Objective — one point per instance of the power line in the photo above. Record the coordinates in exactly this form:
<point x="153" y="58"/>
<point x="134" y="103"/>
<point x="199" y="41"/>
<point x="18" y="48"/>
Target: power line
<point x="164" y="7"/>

· · · ·

Render the lines above as a JSON list of strings, with one string per line and any blank lines omitted.

[
  "Objective — one point per instance of the power line in the photo above. Record the coordinates in exactly this form:",
  "<point x=\"153\" y=\"58\"/>",
  "<point x=\"134\" y=\"103\"/>",
  "<point x=\"199\" y=\"41\"/>",
  "<point x=\"18\" y=\"48\"/>",
  "Target: power line",
  "<point x=\"164\" y=\"7\"/>"
]